*DATA SHOWN*
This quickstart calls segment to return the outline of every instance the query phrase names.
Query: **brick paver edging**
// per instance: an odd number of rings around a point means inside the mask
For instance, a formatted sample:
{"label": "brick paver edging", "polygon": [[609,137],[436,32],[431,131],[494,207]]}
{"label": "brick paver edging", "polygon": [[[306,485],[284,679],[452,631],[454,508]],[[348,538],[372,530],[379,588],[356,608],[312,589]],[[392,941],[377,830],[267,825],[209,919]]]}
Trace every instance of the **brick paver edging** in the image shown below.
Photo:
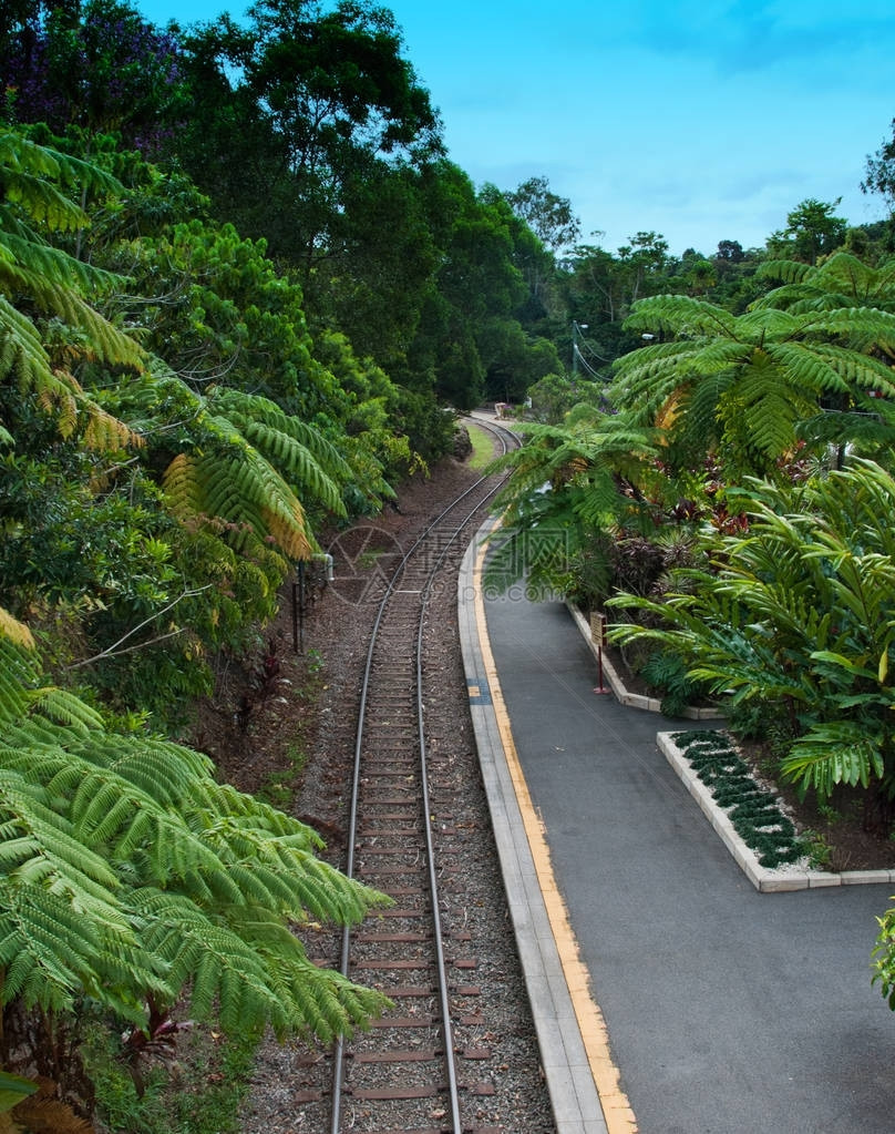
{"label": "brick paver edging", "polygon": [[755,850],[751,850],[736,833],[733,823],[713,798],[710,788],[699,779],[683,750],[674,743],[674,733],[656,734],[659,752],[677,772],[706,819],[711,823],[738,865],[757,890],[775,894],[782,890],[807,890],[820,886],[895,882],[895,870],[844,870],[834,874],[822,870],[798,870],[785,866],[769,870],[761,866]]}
--
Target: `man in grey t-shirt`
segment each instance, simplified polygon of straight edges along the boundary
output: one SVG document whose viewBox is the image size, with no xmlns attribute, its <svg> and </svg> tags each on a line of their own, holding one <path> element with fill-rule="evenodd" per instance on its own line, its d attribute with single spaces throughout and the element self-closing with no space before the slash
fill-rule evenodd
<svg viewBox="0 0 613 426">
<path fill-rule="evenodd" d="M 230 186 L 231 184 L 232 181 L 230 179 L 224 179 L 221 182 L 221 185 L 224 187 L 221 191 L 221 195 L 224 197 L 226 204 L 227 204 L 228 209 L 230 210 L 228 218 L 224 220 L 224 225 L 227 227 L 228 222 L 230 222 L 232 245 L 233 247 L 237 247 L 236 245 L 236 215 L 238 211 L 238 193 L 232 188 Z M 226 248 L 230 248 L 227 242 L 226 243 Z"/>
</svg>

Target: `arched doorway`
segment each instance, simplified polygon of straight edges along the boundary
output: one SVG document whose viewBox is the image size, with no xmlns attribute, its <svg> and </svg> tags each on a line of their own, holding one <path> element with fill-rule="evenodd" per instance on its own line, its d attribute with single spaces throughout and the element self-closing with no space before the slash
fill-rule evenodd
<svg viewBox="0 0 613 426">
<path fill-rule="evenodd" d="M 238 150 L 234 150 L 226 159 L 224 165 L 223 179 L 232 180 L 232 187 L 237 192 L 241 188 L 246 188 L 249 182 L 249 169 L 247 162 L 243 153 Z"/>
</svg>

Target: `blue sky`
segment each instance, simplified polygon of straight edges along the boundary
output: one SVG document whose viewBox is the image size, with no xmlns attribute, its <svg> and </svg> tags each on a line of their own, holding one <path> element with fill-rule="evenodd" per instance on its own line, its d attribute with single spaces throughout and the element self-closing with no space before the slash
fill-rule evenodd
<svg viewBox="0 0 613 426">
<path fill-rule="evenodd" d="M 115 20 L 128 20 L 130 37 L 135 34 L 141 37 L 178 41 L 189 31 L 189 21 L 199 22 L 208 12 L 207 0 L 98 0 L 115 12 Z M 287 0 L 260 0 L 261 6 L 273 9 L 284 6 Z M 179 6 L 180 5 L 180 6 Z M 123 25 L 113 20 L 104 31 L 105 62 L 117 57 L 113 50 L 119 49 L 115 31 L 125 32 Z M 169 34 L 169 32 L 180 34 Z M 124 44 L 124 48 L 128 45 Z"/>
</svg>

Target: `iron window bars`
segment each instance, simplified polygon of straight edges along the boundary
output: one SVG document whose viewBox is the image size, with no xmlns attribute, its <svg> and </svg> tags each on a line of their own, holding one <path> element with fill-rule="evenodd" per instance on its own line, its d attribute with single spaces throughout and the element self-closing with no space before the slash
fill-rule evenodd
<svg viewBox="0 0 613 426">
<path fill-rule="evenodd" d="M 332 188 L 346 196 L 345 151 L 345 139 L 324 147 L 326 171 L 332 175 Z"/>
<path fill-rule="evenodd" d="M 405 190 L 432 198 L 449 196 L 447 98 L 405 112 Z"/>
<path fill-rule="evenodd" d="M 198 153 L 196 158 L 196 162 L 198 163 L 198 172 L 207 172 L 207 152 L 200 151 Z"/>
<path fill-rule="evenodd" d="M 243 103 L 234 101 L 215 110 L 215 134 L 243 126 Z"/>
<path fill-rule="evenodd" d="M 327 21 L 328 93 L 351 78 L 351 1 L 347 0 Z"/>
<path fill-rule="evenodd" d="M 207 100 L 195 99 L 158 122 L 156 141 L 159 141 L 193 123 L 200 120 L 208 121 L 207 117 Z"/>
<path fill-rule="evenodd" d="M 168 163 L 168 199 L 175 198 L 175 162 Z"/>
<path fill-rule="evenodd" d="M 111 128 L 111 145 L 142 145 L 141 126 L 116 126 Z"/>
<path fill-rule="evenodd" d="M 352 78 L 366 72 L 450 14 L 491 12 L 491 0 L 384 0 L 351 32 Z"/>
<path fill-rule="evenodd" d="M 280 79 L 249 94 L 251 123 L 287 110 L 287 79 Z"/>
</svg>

*GIVEN EXERCISE*
Count the lines in the entries above that contain the word "Target" and give only that number.

*SOLUTION FOR THIS TASK*
4